### WRITTEN PROBLEM
Gather every line of the records that contains the word "rules". Case counts, so a match must have the same uppercase and lowercase letters.

### RECORDS PROVIDED
_ _ _ _ _ _ _
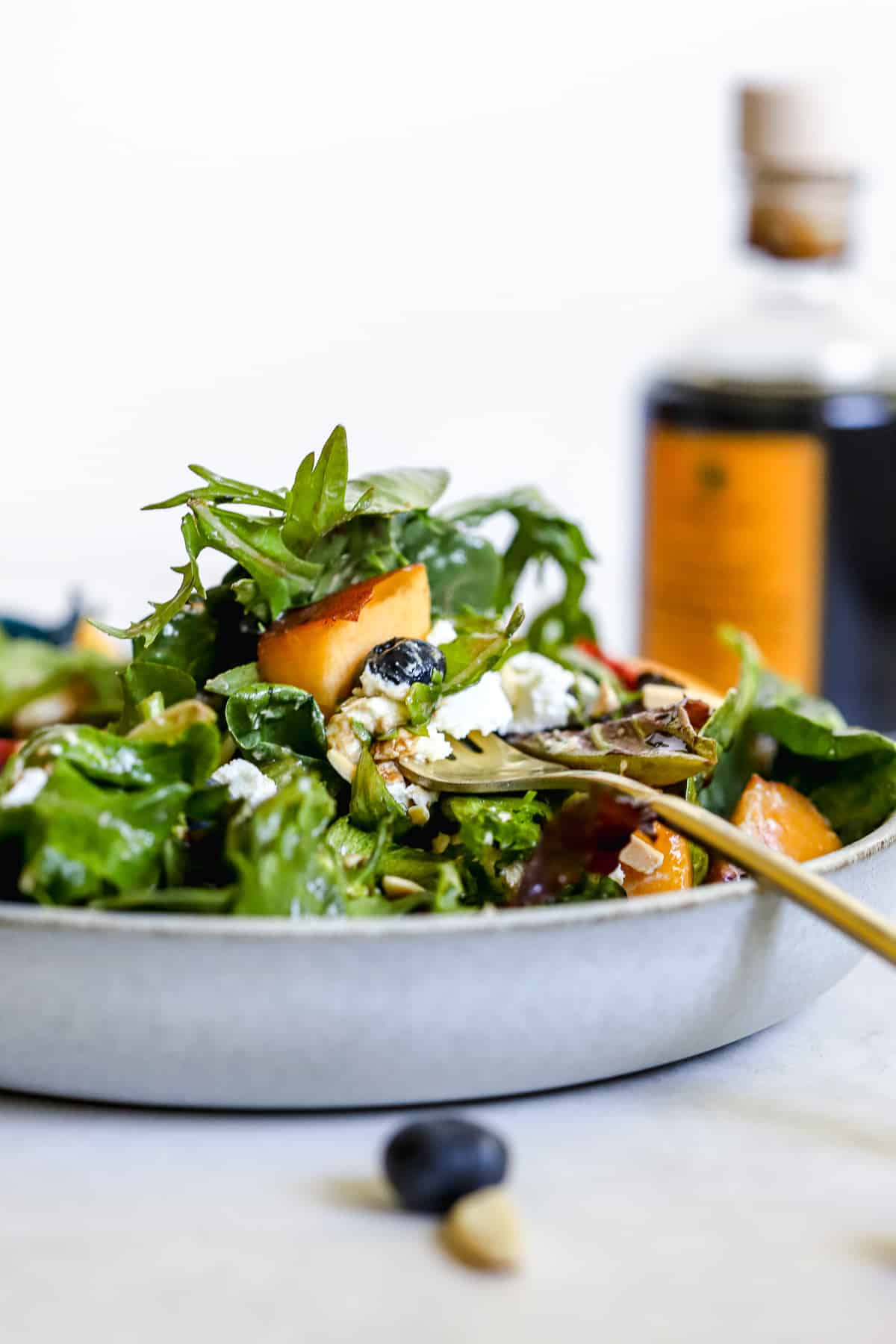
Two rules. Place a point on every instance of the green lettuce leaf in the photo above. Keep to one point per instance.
_ _ _ _ _ _ _
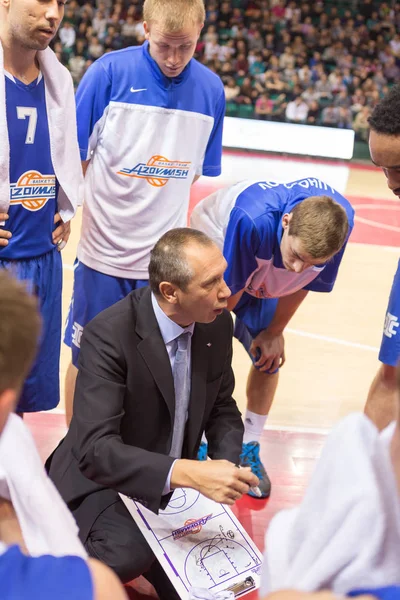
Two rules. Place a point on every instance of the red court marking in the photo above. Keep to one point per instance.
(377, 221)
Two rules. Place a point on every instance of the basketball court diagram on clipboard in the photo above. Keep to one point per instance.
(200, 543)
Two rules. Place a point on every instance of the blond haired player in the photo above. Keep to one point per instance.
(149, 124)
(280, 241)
_ _ _ _ _ _ _
### TASK ANSWER
Two rules. Place a point on every instance of the green lettuce leaf in the photo above. Keep to one point per instance.
Two rules. Place a point on every instance of the red court marking in the photo above. Keep to one point per instance.
Two rules. Place a point on every instance of the basketball court diagram on clipboard in the photo above. Keep to one point per instance.
Two rules. Place a point on every instance of the blond haired player in the photo above. Keep to one point per instance.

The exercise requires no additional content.